TASK REQUIREMENTS
Please convert every line of the items below into a numbered list, leaving out the blank lines.
···
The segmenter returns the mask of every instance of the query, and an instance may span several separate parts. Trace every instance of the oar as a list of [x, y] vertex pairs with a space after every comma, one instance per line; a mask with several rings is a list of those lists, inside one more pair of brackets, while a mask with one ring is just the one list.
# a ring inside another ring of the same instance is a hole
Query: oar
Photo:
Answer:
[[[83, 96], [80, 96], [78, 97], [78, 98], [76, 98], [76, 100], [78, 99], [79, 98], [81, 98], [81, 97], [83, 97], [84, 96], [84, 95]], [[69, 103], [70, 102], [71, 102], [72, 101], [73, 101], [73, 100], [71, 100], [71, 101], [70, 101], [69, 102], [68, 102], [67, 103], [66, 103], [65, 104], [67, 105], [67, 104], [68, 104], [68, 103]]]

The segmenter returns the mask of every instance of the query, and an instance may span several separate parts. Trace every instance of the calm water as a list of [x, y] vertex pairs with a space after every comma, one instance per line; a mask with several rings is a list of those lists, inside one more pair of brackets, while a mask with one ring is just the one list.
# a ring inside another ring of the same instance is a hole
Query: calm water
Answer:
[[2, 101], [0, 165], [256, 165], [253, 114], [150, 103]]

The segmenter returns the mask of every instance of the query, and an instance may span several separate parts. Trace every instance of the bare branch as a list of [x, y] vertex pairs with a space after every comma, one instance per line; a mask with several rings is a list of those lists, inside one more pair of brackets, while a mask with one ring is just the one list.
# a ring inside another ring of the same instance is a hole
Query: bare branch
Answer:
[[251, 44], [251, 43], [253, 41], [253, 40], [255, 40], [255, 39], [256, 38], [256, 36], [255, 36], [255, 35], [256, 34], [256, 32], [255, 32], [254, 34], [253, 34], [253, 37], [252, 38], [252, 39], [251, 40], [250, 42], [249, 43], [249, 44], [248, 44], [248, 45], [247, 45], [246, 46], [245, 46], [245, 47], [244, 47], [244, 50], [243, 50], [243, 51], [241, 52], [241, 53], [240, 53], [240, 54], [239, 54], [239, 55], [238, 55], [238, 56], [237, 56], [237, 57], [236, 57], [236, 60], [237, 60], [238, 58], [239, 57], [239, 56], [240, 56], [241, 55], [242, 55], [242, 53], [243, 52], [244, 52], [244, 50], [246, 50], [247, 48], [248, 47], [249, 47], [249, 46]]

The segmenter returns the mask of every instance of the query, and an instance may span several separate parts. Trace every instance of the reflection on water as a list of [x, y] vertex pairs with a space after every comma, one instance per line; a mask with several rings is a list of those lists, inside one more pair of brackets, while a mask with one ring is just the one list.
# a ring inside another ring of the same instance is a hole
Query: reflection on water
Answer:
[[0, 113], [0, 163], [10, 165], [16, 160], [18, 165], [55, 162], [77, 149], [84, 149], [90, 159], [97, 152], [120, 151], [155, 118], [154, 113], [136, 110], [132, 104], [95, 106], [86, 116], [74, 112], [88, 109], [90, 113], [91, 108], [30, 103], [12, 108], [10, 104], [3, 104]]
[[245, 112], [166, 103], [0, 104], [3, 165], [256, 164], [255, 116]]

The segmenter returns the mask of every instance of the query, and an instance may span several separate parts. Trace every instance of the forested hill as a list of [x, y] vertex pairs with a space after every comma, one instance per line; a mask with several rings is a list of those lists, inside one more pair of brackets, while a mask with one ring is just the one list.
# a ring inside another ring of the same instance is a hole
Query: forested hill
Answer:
···
TASK RESULT
1. The segmenter returns the mask of every instance of the query, and an instance may span several separate parts. Trace every instance of the oar as a list of [x, y] vertex pairs with a space after every comma, one instance per line; a mask with several rings is a list of those lists, inside one more pair of brackets, while a mask with one ring is just the one list.
2. # a ring inside another ring of the same instance is a hole
3. Query: oar
4. Photo:
5. Answer:
6. [[[83, 96], [80, 96], [78, 97], [78, 98], [76, 98], [76, 100], [78, 99], [79, 98], [81, 98], [81, 97], [83, 97], [84, 96], [84, 95]], [[69, 103], [70, 102], [71, 102], [72, 101], [73, 101], [73, 100], [71, 100], [71, 101], [70, 101], [69, 102], [68, 102], [67, 103], [66, 103], [65, 104], [67, 105], [67, 104], [68, 104], [68, 103]]]
7. The segmenter returns the mask of every instance of the query, and an instance may span several separate parts. Trace every instance of the calm water as a list of [x, y] vertex pairs with a space after every comma, one instance per line; a mask with several rings is a list of those lists, inside one more pair of brackets, while a mask with one ring is just the one list.
8. # a ring inside another ring of the same instance is a hole
9. Query: calm water
10. Answer:
11. [[2, 101], [0, 165], [256, 165], [253, 114], [150, 103]]
12. The segmenter returns the mask of every instance of the query, and an instance may span several separate parts. Trace every instance of the bare branch as a list of [x, y] vertex pairs with a space after every comma, one instance per line; a mask with several rings is a list of those lists, inside one more pair of brackets, while a mask with one ring is just the one list.
13. # a ring inside another ring of the same instance is a hole
14. Query: bare branch
15. Answer:
16. [[251, 44], [251, 43], [253, 41], [253, 40], [255, 40], [255, 39], [256, 38], [256, 36], [255, 36], [255, 35], [256, 34], [256, 32], [255, 32], [254, 34], [253, 34], [253, 37], [252, 38], [252, 39], [251, 40], [250, 42], [249, 43], [249, 44], [248, 44], [248, 45], [247, 45], [246, 46], [245, 46], [245, 47], [244, 47], [244, 50], [243, 50], [243, 51], [241, 52], [241, 53], [240, 53], [240, 54], [239, 54], [239, 55], [238, 55], [238, 56], [237, 56], [237, 57], [236, 57], [236, 60], [237, 60], [238, 58], [239, 57], [239, 56], [240, 56], [241, 55], [242, 55], [242, 53], [243, 52], [244, 52], [244, 50], [246, 50], [247, 48], [248, 47], [249, 47], [249, 46]]
17. The segmenter returns the mask of every instance of the query, and an instance may span several separate parts. Trace every instance of the reflection on water as a list of [x, y] vertex pairs with a space after every comma, one instance per line; a mask with several rings is a list of those lists, inside one more pair of brackets, while a mask with one ring is just the one list.
18. # a ring inside another ring of the same instance is a hole
19. Query: reflection on water
20. Answer:
21. [[0, 113], [0, 163], [10, 165], [16, 160], [18, 165], [55, 162], [77, 149], [84, 149], [90, 159], [97, 152], [120, 151], [155, 118], [154, 113], [136, 110], [132, 104], [95, 106], [86, 116], [74, 112], [88, 109], [90, 113], [91, 108], [30, 103], [12, 108], [10, 104], [3, 104]]
22. [[245, 112], [166, 103], [0, 104], [3, 165], [256, 164], [255, 116]]
23. The segmenter returns the mask of every instance of the query, and an instance may span several separate parts. Trace every instance of the forested hill as a list of [x, y] vertex pairs with a space after every comma, one instance per line; a mask with several rings is a list of those lists, inside one more pair of brackets, while a mask with one ring is just the one list.
24. # a ring inside another ring of the same instance is a hole
25. Query: forested hill
26. Answer:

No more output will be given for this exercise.